### Extracted records
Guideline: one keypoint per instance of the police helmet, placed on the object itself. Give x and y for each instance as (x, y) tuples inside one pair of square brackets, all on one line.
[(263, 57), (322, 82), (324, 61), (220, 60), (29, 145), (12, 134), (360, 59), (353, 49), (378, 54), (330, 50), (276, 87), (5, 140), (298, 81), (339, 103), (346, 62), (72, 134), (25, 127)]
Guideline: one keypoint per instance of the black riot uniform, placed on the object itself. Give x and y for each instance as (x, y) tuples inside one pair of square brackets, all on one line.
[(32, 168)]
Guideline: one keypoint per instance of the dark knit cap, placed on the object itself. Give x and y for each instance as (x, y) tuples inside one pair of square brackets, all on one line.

### What is needed
Please write out exactly the line containing "Guideline: one keypoint per instance of the black" and every line after it through the end of the records, nothing more.

### Your response
Guideline: one keypoint per instance of the black riot uniform, placed on the object itself. Give x and y for each instance as (x, y) tuples inside one pair of square brackets, all on one line.
[(32, 168)]
Guideline: one keypoint per instance of the dark knit cap, placed on the object itself. Give x and y for each instance as (x, y) tuples inside one pair of square brackets, all on one line.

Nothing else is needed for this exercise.